* [DESCRIPTION OF THE TASK] Transcribe all of the data exactly, leaving nothing out.

* [TASK DATA]
%%
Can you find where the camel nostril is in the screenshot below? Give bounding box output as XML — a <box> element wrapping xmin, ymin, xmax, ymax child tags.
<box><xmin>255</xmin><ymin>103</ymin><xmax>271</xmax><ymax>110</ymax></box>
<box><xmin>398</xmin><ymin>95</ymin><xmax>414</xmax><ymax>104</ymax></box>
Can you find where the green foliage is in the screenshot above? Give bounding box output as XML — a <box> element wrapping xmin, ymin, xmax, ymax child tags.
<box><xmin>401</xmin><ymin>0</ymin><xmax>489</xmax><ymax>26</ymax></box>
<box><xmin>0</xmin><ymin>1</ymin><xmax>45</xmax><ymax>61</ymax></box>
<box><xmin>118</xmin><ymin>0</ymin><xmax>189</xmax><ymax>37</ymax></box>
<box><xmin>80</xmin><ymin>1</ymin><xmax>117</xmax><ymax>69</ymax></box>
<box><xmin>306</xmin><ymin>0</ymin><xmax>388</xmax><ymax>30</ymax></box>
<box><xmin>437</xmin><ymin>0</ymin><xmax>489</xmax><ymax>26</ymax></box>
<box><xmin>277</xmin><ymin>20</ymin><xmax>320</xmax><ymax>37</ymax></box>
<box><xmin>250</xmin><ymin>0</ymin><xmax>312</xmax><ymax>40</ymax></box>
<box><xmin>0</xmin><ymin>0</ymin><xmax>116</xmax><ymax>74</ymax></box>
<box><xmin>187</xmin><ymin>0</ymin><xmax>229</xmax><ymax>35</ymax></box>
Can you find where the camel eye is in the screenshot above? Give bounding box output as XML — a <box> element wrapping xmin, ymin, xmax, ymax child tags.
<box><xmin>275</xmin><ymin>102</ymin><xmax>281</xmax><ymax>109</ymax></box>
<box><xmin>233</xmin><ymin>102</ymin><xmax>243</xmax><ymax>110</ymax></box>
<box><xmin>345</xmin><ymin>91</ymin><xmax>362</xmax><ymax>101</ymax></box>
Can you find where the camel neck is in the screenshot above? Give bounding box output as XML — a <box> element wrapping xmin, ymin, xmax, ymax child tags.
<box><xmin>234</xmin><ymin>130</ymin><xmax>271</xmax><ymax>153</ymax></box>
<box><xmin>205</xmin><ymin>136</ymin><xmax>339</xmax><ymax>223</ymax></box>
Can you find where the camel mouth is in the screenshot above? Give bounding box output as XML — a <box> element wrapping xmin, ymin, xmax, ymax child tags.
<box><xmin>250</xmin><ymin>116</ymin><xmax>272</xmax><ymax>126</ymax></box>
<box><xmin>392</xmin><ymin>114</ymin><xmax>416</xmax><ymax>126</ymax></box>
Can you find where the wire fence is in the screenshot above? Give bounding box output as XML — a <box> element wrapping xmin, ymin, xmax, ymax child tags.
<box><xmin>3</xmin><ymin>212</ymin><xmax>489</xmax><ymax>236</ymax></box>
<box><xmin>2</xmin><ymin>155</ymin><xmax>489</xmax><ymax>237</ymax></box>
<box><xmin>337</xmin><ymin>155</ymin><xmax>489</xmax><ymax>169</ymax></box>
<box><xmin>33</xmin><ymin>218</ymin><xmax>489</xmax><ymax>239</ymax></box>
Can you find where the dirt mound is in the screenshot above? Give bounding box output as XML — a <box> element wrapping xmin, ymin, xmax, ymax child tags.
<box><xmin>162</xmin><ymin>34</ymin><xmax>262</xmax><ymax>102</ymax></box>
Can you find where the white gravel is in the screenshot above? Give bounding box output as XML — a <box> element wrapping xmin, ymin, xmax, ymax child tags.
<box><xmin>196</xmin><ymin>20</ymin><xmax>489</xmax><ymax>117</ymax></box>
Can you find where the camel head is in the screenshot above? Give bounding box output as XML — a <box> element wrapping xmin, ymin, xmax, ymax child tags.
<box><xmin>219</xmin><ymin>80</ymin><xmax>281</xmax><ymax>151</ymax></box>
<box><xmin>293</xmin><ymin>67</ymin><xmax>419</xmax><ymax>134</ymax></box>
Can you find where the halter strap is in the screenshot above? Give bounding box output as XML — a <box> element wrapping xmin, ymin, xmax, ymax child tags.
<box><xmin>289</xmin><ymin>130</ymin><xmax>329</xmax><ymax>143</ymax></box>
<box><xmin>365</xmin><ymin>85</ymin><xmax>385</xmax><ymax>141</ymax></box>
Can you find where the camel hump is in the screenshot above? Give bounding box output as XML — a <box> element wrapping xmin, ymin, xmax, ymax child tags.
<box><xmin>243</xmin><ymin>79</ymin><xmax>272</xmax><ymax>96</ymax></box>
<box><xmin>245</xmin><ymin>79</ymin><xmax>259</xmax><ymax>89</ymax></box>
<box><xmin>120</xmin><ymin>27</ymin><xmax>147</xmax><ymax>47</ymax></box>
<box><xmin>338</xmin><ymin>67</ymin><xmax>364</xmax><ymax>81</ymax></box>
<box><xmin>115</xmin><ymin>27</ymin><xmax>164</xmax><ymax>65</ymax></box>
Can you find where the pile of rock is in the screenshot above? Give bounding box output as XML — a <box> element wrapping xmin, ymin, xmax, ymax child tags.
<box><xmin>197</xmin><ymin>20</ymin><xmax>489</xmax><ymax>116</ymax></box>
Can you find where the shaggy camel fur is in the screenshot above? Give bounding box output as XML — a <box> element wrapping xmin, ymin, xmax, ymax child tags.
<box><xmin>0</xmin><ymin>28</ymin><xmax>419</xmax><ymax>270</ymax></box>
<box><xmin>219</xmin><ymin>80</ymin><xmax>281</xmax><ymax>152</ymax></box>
%%
* [ANSWER BOX]
Can you find where the camel nostril is in the screenshot below? Give bounding box output as XML — a <box> element wrapping xmin, ymin, xmax, ymax child tags.
<box><xmin>255</xmin><ymin>103</ymin><xmax>271</xmax><ymax>110</ymax></box>
<box><xmin>398</xmin><ymin>95</ymin><xmax>414</xmax><ymax>104</ymax></box>
Can you find where the green foliage is in the screenshot above? Give bounding box output as XML — a <box> element wrapping xmin, ymin, xmax, ymax child tags.
<box><xmin>401</xmin><ymin>0</ymin><xmax>489</xmax><ymax>26</ymax></box>
<box><xmin>0</xmin><ymin>1</ymin><xmax>45</xmax><ymax>61</ymax></box>
<box><xmin>118</xmin><ymin>0</ymin><xmax>189</xmax><ymax>37</ymax></box>
<box><xmin>80</xmin><ymin>1</ymin><xmax>117</xmax><ymax>69</ymax></box>
<box><xmin>306</xmin><ymin>0</ymin><xmax>388</xmax><ymax>30</ymax></box>
<box><xmin>437</xmin><ymin>0</ymin><xmax>489</xmax><ymax>26</ymax></box>
<box><xmin>277</xmin><ymin>20</ymin><xmax>320</xmax><ymax>37</ymax></box>
<box><xmin>250</xmin><ymin>0</ymin><xmax>312</xmax><ymax>40</ymax></box>
<box><xmin>0</xmin><ymin>0</ymin><xmax>116</xmax><ymax>74</ymax></box>
<box><xmin>187</xmin><ymin>0</ymin><xmax>229</xmax><ymax>35</ymax></box>
Can you find where the camel eye is in the screenshot above? Give bounding box output as XML — a <box> element wrapping xmin, ymin, xmax, ymax child tags.
<box><xmin>275</xmin><ymin>102</ymin><xmax>281</xmax><ymax>109</ymax></box>
<box><xmin>233</xmin><ymin>102</ymin><xmax>243</xmax><ymax>110</ymax></box>
<box><xmin>345</xmin><ymin>91</ymin><xmax>362</xmax><ymax>101</ymax></box>
Can you find where the camel neck is in the screenshot above? Give bounding box output as XML — a <box> element wrapping xmin, ymin, xmax, ymax child tags.
<box><xmin>234</xmin><ymin>130</ymin><xmax>271</xmax><ymax>153</ymax></box>
<box><xmin>205</xmin><ymin>136</ymin><xmax>339</xmax><ymax>223</ymax></box>
Can you find where the camel mouth is in the screenshot above? Give bounding box output as XML — a <box> element wrapping xmin, ymin, xmax, ymax child tags.
<box><xmin>250</xmin><ymin>116</ymin><xmax>272</xmax><ymax>126</ymax></box>
<box><xmin>392</xmin><ymin>114</ymin><xmax>416</xmax><ymax>126</ymax></box>
Can you find where the wire fence is in the screenshot above? Give bounding box output as XML — a <box> element wrapping xmin, ymin, xmax, ymax child tags.
<box><xmin>3</xmin><ymin>212</ymin><xmax>489</xmax><ymax>236</ymax></box>
<box><xmin>2</xmin><ymin>155</ymin><xmax>489</xmax><ymax>237</ymax></box>
<box><xmin>337</xmin><ymin>155</ymin><xmax>489</xmax><ymax>169</ymax></box>
<box><xmin>33</xmin><ymin>218</ymin><xmax>489</xmax><ymax>239</ymax></box>
Can you find where the dirt mound is in the screenshot above? Give bounding box output as XML — a <box> element wrapping xmin, ymin, xmax, ymax child tags.
<box><xmin>162</xmin><ymin>34</ymin><xmax>262</xmax><ymax>102</ymax></box>
Can you find where the white gravel is in the screenshot above? Give bounding box output as XML — a <box> element wrapping xmin, ymin, xmax, ymax child tags.
<box><xmin>196</xmin><ymin>20</ymin><xmax>489</xmax><ymax>117</ymax></box>
Can you find where the camel head is in the screenshot above? Give bounding box output as XML — a <box> element wrapping xmin, ymin, xmax, ymax child tags.
<box><xmin>219</xmin><ymin>80</ymin><xmax>281</xmax><ymax>151</ymax></box>
<box><xmin>293</xmin><ymin>67</ymin><xmax>419</xmax><ymax>134</ymax></box>
Can you find where the halter strap is in the screenshot above? Give bounding box output as XML — a <box> element wrapping xmin, ymin, xmax, ymax child tags.
<box><xmin>289</xmin><ymin>130</ymin><xmax>329</xmax><ymax>143</ymax></box>
<box><xmin>365</xmin><ymin>85</ymin><xmax>385</xmax><ymax>141</ymax></box>
Can you find where the camel hump is in the screenshot above? Give bounding box output as XML — a <box> element wrapping xmin, ymin, xmax, ymax child tags.
<box><xmin>243</xmin><ymin>79</ymin><xmax>272</xmax><ymax>96</ymax></box>
<box><xmin>245</xmin><ymin>79</ymin><xmax>259</xmax><ymax>89</ymax></box>
<box><xmin>120</xmin><ymin>27</ymin><xmax>147</xmax><ymax>47</ymax></box>
<box><xmin>338</xmin><ymin>67</ymin><xmax>364</xmax><ymax>81</ymax></box>
<box><xmin>115</xmin><ymin>27</ymin><xmax>164</xmax><ymax>65</ymax></box>
Can you find where the pile of rock is in the screenshot above? Give bounding box output as XML — a <box> element wrapping xmin, ymin, xmax, ymax child tags.
<box><xmin>197</xmin><ymin>20</ymin><xmax>489</xmax><ymax>116</ymax></box>
Can you find where the shaggy camel fur is in the screenshot above? Give bounding box output as XML — a <box> element wrapping xmin, ymin, xmax, ymax child tags.
<box><xmin>0</xmin><ymin>28</ymin><xmax>419</xmax><ymax>270</ymax></box>
<box><xmin>219</xmin><ymin>80</ymin><xmax>281</xmax><ymax>152</ymax></box>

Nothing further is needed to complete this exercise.